# Dive Report: Thursday, April 25th



## WhackUmStackUm (Jan 31, 2010)

Headed out to the Oriskany this morning on the H2O Below. I was out spearing fish with FWC. They were doing their annual PCB testing on the Big O. The cool thing about this trip is that they had sampling authorization from NOAA which allowed us to take any game fish whether in season or not. The bad part was we could not keep any of the fish. They were all shipped off to the lab.

Awesome dives! Zero current, 80+ feet of vis and the water was much warmer than it has been. Did not get an actual temperature, but I estimate is was near 70 degrees. 

2' seas on the way out and flat calm on the way back.

Shot 4 nice scamp, some gag grouper and a trigger fish.

Tried out a new 5mm Aqua Lock wetsuit from MBT Divers. Hands down the best wetsuit I have worn. It is both warm and comfortable. 

Looks like the vis and weather have finally shaped up. Time to get out there guys!

Whack 'um


----------



## MillerTime (Jul 6, 2011)

The weather finally looks great and i am busy this weekend. Thank you for the report!


----------



## coolbluestreak (Jun 27, 2011)

Great report, now I really can't wait until tomorrow!


----------



## WhackUmStackUm (Jan 31, 2010)

These pics from the trip are courtesy of Bob and Carol Cox of the Mexico Beach Artifical Reef Association.


----------



## WhackUmStackUm (Jan 31, 2010)

These pics from the trip are also courtesy of Bob and Carol Cox of the Mexico Beach Artifical Reef Association.


----------



## SaltAddict (Jan 6, 2010)

Good grief. Is their strobe the size of a 55 gal drum??? Lol. Those are some sharp bright images.


----------



## MillerTime (Jul 6, 2011)

Those pictures look amazing. I can only imagine what that camera setup costs.


----------



## WhackUmStackUm (Jan 31, 2010)

Bob did have a pretty involved looking camera setup. I did not get a sunburned or anything. 

I don't know. It looks like I should be carrying a few more things.


----------



## coolbluestreak (Jun 27, 2011)

Man that viz is awesome!
Sweet pics!


----------
⁂
_Set exercise 1_
Can you condense the paragraph of the dive report that begins "Headed out to the Oriskany" into a short bulleted list that keeps its main facts?

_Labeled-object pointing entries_
⁂
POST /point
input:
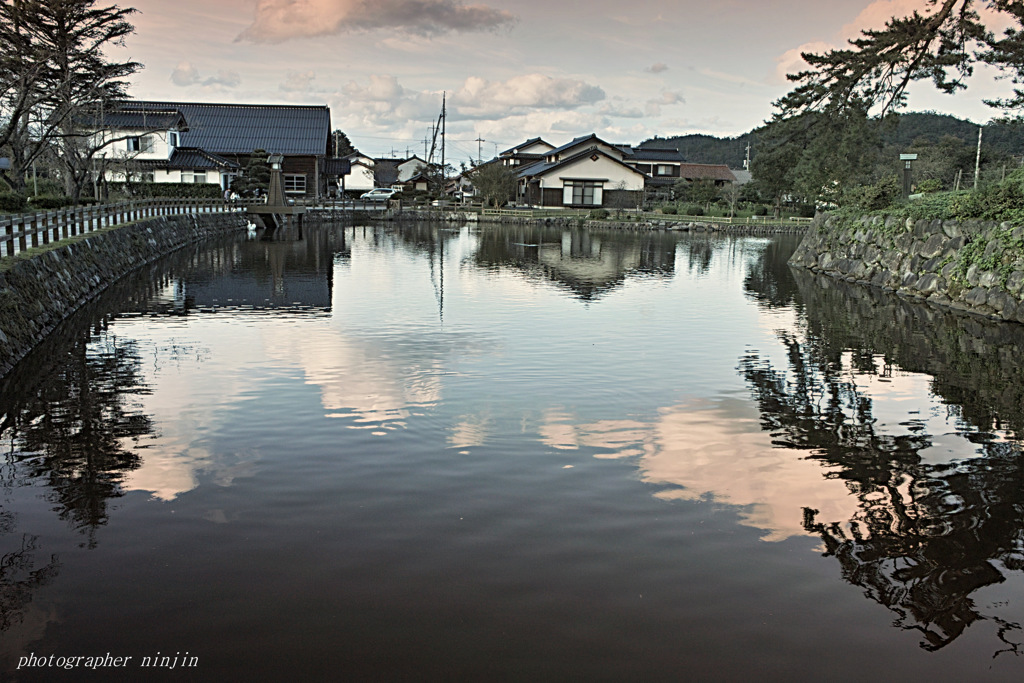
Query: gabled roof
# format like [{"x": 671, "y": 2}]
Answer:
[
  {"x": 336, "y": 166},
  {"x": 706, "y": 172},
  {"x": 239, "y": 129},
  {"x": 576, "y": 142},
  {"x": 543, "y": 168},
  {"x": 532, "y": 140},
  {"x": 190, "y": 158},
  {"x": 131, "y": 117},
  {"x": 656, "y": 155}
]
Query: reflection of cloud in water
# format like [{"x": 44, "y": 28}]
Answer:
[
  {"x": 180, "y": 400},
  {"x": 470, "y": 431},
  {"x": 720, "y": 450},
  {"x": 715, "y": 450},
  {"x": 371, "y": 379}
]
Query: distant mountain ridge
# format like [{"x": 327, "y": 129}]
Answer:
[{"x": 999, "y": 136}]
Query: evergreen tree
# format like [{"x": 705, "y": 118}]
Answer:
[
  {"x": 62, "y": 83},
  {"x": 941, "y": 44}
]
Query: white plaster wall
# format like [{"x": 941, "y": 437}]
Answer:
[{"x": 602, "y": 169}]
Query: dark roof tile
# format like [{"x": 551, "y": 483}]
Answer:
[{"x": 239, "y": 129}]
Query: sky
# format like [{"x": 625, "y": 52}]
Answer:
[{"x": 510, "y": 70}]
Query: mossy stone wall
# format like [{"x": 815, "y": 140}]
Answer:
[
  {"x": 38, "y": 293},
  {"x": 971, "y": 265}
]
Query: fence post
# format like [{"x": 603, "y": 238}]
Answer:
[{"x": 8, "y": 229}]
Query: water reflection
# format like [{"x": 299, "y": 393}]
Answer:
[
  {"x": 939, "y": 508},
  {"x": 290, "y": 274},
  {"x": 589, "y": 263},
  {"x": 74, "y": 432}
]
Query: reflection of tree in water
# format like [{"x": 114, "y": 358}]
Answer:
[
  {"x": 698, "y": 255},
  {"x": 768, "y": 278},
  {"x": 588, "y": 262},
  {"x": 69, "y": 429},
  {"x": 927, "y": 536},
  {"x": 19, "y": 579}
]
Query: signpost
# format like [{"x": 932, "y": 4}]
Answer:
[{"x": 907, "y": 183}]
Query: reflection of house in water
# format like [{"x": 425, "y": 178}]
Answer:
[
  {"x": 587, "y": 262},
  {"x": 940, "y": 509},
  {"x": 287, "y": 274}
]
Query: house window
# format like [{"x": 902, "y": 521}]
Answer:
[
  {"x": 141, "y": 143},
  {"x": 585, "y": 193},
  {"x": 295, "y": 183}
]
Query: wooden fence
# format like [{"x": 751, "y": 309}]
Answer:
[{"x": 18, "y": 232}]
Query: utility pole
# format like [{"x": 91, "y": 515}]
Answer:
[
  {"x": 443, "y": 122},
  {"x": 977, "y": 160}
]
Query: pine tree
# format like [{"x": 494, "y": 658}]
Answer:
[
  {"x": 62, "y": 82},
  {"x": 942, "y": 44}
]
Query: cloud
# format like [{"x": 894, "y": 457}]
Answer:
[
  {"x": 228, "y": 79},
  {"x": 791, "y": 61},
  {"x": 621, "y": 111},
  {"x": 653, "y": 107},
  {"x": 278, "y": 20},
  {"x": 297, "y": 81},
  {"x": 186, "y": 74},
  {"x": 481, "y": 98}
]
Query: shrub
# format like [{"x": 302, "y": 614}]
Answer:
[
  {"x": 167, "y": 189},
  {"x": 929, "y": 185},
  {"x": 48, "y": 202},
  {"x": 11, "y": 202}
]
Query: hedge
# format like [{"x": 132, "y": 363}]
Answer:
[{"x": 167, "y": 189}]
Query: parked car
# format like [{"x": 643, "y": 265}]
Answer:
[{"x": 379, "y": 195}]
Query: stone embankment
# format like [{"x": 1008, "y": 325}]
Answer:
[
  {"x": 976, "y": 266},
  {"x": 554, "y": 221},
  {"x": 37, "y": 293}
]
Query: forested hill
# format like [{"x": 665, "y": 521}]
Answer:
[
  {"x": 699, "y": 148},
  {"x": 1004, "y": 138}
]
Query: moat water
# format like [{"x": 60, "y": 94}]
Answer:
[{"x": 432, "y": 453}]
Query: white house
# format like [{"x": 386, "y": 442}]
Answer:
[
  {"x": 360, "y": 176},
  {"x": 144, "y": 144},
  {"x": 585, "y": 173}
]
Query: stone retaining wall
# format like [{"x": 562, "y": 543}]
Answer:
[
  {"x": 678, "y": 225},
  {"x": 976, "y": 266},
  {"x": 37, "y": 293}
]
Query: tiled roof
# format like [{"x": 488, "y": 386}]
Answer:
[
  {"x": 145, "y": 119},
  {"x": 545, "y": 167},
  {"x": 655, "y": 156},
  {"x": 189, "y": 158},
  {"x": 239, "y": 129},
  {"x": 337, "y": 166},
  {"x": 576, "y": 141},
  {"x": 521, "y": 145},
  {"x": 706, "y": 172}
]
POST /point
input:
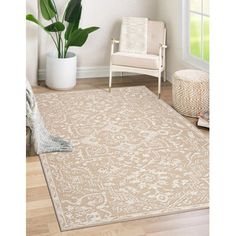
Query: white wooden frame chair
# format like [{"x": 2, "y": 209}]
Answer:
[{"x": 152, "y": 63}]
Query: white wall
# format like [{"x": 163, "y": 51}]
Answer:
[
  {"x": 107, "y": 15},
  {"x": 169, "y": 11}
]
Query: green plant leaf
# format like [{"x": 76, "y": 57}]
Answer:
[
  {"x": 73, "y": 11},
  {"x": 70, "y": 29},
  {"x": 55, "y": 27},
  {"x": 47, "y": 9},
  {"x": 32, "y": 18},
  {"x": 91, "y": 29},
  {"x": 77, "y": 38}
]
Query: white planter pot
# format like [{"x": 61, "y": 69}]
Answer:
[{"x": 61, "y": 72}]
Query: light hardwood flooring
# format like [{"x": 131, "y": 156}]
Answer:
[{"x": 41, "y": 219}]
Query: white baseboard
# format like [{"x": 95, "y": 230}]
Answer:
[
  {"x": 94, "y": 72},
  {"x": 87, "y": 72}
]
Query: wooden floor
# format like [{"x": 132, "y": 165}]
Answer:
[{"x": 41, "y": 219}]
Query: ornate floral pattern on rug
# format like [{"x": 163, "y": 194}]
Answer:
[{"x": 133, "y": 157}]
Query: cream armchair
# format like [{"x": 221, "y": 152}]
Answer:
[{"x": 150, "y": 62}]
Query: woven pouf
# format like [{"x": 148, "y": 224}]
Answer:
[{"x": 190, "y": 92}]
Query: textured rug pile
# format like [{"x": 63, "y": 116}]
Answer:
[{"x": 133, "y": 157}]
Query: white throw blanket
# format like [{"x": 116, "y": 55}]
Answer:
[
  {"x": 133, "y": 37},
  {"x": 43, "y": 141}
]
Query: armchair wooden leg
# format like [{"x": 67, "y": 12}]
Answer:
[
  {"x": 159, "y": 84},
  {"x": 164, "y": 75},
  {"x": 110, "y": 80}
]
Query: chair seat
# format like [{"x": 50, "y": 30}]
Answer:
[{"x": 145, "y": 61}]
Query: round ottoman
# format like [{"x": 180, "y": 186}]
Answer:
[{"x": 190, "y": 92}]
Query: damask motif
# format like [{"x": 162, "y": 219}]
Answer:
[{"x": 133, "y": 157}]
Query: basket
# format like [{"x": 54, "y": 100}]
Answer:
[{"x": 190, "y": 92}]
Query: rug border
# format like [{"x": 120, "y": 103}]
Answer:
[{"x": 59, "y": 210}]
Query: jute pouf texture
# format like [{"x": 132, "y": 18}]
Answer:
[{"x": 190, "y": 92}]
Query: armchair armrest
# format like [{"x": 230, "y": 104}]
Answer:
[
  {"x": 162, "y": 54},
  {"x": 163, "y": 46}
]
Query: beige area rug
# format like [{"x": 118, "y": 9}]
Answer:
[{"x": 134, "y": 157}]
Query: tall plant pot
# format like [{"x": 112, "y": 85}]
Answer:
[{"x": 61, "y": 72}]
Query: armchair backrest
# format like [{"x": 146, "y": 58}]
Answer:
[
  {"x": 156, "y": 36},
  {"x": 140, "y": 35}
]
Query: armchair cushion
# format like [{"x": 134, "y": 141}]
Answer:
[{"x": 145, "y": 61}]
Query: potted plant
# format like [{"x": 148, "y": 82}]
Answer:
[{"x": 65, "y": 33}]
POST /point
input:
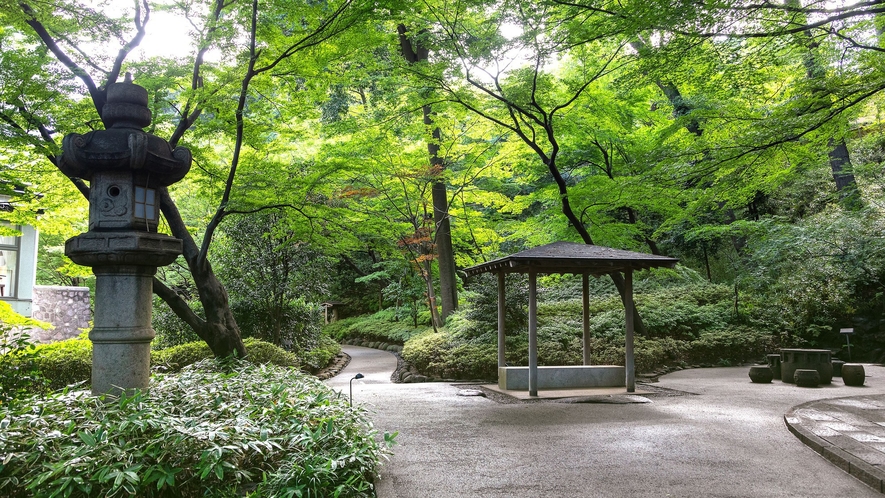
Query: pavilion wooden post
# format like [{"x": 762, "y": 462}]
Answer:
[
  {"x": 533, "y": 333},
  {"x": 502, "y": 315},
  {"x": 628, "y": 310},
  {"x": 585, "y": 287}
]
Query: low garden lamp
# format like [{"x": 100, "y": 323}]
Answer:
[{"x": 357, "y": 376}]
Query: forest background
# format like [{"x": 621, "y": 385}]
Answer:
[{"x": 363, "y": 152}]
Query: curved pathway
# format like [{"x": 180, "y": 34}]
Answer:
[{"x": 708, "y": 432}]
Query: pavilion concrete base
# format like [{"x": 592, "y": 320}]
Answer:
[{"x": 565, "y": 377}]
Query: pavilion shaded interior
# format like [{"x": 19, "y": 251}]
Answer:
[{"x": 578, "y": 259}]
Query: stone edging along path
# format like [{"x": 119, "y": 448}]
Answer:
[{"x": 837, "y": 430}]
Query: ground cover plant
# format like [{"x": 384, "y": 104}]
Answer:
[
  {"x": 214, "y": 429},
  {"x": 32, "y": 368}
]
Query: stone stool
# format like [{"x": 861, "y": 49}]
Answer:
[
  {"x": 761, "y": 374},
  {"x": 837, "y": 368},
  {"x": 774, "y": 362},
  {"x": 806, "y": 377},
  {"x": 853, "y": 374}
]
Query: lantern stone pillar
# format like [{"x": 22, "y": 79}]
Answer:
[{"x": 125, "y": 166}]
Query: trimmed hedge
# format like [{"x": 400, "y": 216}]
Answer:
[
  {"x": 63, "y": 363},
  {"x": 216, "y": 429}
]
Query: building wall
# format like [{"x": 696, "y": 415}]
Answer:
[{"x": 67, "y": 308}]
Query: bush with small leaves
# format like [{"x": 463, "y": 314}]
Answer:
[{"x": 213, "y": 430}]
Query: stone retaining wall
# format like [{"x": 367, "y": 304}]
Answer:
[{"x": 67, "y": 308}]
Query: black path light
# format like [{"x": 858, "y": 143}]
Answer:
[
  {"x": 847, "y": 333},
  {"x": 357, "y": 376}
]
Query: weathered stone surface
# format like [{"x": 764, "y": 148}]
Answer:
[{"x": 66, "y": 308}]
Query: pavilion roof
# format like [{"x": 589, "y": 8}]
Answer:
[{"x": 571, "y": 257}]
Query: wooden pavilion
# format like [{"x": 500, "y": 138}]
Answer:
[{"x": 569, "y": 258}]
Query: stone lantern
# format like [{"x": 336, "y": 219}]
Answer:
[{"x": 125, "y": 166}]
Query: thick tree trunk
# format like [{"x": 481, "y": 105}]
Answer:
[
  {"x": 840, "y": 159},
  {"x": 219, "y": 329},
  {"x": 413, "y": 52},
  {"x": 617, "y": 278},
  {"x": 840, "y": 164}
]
⁂
_Set exercise 2_
Could you set out the rows from the line containing "Query: black path light" through the end of the rows as a numbered list, leaving out any blank lines?

_Full answer 1_
- Went out to the Oriskany in the morning on the H2O Below.
- Spearfished with FWC during its annual PCB testing on the Big O.
- NOAA sampling authorization allowed taking any game fish, in season or not.
- None of the fish could be kept; all were shipped off to the lab.

_Full answer 2_
1. Query: black path light
2. # format like [{"x": 858, "y": 143}]
3. Answer:
4. [
5.   {"x": 847, "y": 333},
6.   {"x": 357, "y": 376}
7. ]
8. Query: weathered stone surface
9. # format like [{"x": 764, "y": 148}]
10. Answer:
11. [{"x": 66, "y": 308}]
12. Query: pavilion roof
13. # format like [{"x": 589, "y": 8}]
14. Answer:
15. [{"x": 571, "y": 257}]
16. Query: wooden pavilion
17. # format like [{"x": 500, "y": 138}]
18. Answer:
19. [{"x": 569, "y": 258}]
20. Query: stone lantern
21. # format like [{"x": 336, "y": 219}]
22. Answer:
23. [{"x": 125, "y": 166}]
24. Query: thick tree trunk
25. # format like [{"x": 481, "y": 105}]
26. Answer:
27. [
28.   {"x": 840, "y": 159},
29.   {"x": 219, "y": 329},
30.   {"x": 413, "y": 52},
31.   {"x": 617, "y": 278},
32.   {"x": 840, "y": 164}
33. ]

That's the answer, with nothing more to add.